- Exercise details
Rewrite every line of these records as a JSON list of strings, one string per line, with blank lines and the pictures left out.

- Dataset extract
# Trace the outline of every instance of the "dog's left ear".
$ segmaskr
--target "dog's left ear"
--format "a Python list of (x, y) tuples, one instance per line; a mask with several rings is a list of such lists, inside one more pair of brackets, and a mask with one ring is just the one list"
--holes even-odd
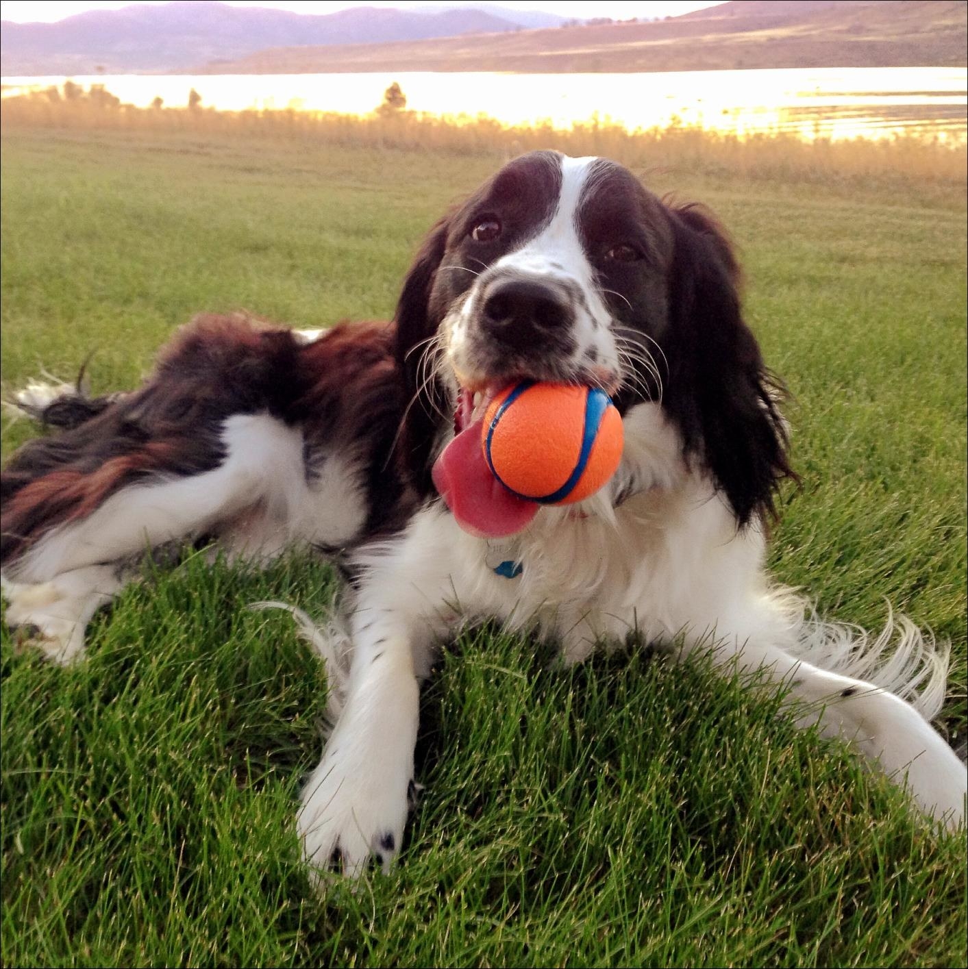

- Task result
[
  "# Trace the outline of every instance of the \"dog's left ear\".",
  "$ segmaskr",
  "--target \"dog's left ear\"",
  "--format \"a Python list of (x, y) tuples, one instance per line; a mask with several rings is a list of such lists, inside one more pair of brackets, and a mask with one ring is just the one list\"",
  "--holes even-odd"
]